Stated problem: Put each line of the listing below into a Markdown table with two columns, Row and Line, giving every line its own numbered row and skipping blank lines. Leave the pictures out of the table.

·····

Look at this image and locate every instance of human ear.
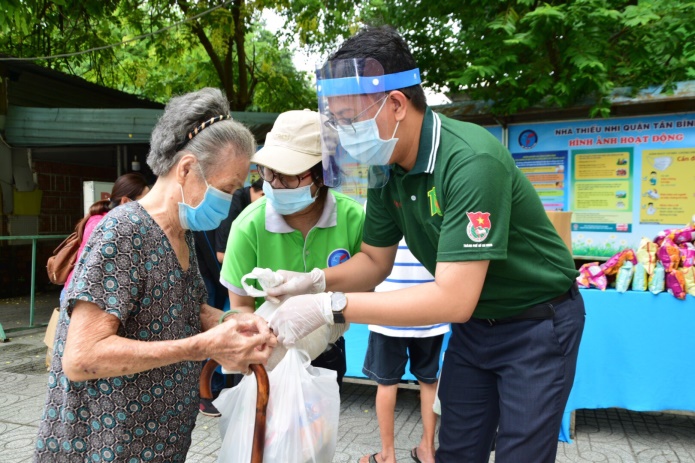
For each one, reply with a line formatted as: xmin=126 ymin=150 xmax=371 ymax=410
xmin=387 ymin=90 xmax=408 ymax=122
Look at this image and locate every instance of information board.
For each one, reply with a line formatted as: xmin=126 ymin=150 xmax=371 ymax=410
xmin=508 ymin=113 xmax=695 ymax=258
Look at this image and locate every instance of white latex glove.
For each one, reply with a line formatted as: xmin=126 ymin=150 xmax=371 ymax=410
xmin=268 ymin=293 xmax=333 ymax=347
xmin=266 ymin=268 xmax=326 ymax=299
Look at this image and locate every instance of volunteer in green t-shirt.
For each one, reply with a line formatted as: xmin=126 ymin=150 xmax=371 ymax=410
xmin=269 ymin=27 xmax=584 ymax=463
xmin=220 ymin=110 xmax=364 ymax=392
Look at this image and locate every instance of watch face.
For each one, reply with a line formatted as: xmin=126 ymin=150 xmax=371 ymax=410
xmin=331 ymin=292 xmax=347 ymax=312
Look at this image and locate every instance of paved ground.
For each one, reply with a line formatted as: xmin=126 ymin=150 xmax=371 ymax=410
xmin=0 ymin=293 xmax=695 ymax=463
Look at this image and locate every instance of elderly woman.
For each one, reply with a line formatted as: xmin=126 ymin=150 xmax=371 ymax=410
xmin=220 ymin=110 xmax=364 ymax=392
xmin=34 ymin=89 xmax=276 ymax=462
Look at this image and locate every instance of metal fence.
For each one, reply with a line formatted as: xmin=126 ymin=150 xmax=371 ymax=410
xmin=0 ymin=235 xmax=68 ymax=342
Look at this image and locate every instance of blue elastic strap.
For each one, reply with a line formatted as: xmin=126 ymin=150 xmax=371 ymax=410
xmin=316 ymin=68 xmax=421 ymax=96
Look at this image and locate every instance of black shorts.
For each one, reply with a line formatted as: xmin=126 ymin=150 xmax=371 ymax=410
xmin=311 ymin=336 xmax=347 ymax=390
xmin=362 ymin=331 xmax=444 ymax=386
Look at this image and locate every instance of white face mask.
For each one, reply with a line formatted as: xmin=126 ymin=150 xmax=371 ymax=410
xmin=338 ymin=98 xmax=400 ymax=166
xmin=263 ymin=182 xmax=318 ymax=215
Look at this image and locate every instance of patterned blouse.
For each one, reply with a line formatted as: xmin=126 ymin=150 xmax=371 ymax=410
xmin=34 ymin=202 xmax=207 ymax=463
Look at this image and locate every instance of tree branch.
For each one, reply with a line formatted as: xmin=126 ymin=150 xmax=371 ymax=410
xmin=176 ymin=0 xmax=227 ymax=88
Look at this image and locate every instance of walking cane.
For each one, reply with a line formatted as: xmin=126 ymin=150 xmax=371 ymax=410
xmin=200 ymin=359 xmax=270 ymax=463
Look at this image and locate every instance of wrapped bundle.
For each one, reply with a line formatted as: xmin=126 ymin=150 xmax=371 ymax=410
xmin=647 ymin=262 xmax=666 ymax=294
xmin=615 ymin=260 xmax=635 ymax=293
xmin=666 ymin=270 xmax=685 ymax=299
xmin=577 ymin=262 xmax=608 ymax=291
xmin=632 ymin=262 xmax=649 ymax=291
xmin=678 ymin=243 xmax=695 ymax=267
xmin=637 ymin=238 xmax=659 ymax=275
xmin=678 ymin=266 xmax=695 ymax=296
xmin=601 ymin=249 xmax=637 ymax=275
xmin=656 ymin=238 xmax=681 ymax=273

·····

Output of the exercise:
| Row | Line |
|---|---|
| 1 | Look at this image and locate every instance of human ear. |
| 2 | For each one, reply with a line formatted as: xmin=126 ymin=150 xmax=371 ymax=410 |
| 3 | xmin=387 ymin=90 xmax=408 ymax=122 |
| 4 | Look at this image and locate every instance of information board. |
| 5 | For each one, reply with a line formatted as: xmin=126 ymin=150 xmax=371 ymax=410 |
| 6 | xmin=508 ymin=113 xmax=695 ymax=258 |
| 7 | Look at this image and locate every instance of white latex glove. |
| 8 | For each one, reply with a line formatted as: xmin=126 ymin=150 xmax=371 ymax=410 |
| 9 | xmin=268 ymin=293 xmax=333 ymax=347 |
| 10 | xmin=266 ymin=268 xmax=326 ymax=299 |
| 11 | Look at this image and locate every instance of volunteer in green t-shirt. |
| 12 | For each one, reply with a line formatted as: xmin=126 ymin=150 xmax=371 ymax=410 |
| 13 | xmin=269 ymin=27 xmax=584 ymax=463 |
| 14 | xmin=220 ymin=110 xmax=364 ymax=392 |
| 15 | Look at this image and locate every instance of watch face. |
| 16 | For each one, reply with a line formatted as: xmin=126 ymin=150 xmax=371 ymax=410 |
| 17 | xmin=331 ymin=292 xmax=347 ymax=312 |
| 18 | Look at this image and locate every instance of paved ground. |
| 19 | For each one, reply with a line formatted as: xmin=126 ymin=150 xmax=371 ymax=410 |
| 20 | xmin=0 ymin=293 xmax=695 ymax=463 |
| 21 | Look at this image and locate every instance of elderly woman. |
| 22 | For each one, reply with a line formatted as: xmin=126 ymin=150 xmax=371 ymax=410 |
| 23 | xmin=220 ymin=110 xmax=364 ymax=392 |
| 24 | xmin=34 ymin=89 xmax=276 ymax=462 |
| 25 | Look at this image and locate every instance of metal fence. |
| 26 | For each one, reply with a line formatted as: xmin=126 ymin=150 xmax=371 ymax=410 |
| 27 | xmin=0 ymin=235 xmax=68 ymax=342 |
| 28 | Look at this image and locate every instance of blue elastic strap. |
| 29 | For each one, reply with a line formatted as: xmin=126 ymin=150 xmax=371 ymax=410 |
| 30 | xmin=316 ymin=68 xmax=421 ymax=96 |
| 31 | Look at this image and locate every instance of black shorts. |
| 32 | For each one, reply with a line formatted as: xmin=126 ymin=150 xmax=371 ymax=410 |
| 33 | xmin=311 ymin=336 xmax=347 ymax=390 |
| 34 | xmin=362 ymin=331 xmax=444 ymax=386 |
| 35 | Look at this image and locate every instance of white face mask. |
| 36 | For each one, reply with a line formatted as: xmin=126 ymin=150 xmax=371 ymax=410 |
| 37 | xmin=338 ymin=98 xmax=400 ymax=166 |
| 38 | xmin=263 ymin=182 xmax=318 ymax=215 |
| 39 | Look at this image and locate every instance of patterned blouse. |
| 40 | For each one, reply with a line formatted as: xmin=126 ymin=150 xmax=371 ymax=410 |
| 41 | xmin=34 ymin=202 xmax=207 ymax=463 |
| 42 | Look at this image and locate every instance of tree branch. |
| 43 | For each one, reply with a line formatted as: xmin=126 ymin=150 xmax=371 ymax=410 |
| 44 | xmin=176 ymin=0 xmax=227 ymax=88 |
| 45 | Look at this image and locate every instance of walking cane. |
| 46 | For each one, reply with a line formatted as: xmin=126 ymin=150 xmax=371 ymax=410 |
| 47 | xmin=200 ymin=359 xmax=270 ymax=463 |
| 48 | Look at this image and locate every instance of wrapped bundle. |
| 49 | For each one, reply with a line formatted as: xmin=126 ymin=150 xmax=371 ymax=410 |
| 50 | xmin=647 ymin=262 xmax=666 ymax=294 |
| 51 | xmin=615 ymin=260 xmax=635 ymax=293 |
| 52 | xmin=666 ymin=270 xmax=685 ymax=299 |
| 53 | xmin=577 ymin=262 xmax=608 ymax=291 |
| 54 | xmin=632 ymin=262 xmax=649 ymax=291 |
| 55 | xmin=678 ymin=243 xmax=695 ymax=267 |
| 56 | xmin=637 ymin=238 xmax=659 ymax=275 |
| 57 | xmin=678 ymin=266 xmax=695 ymax=296 |
| 58 | xmin=601 ymin=249 xmax=637 ymax=275 |
| 59 | xmin=656 ymin=238 xmax=681 ymax=273 |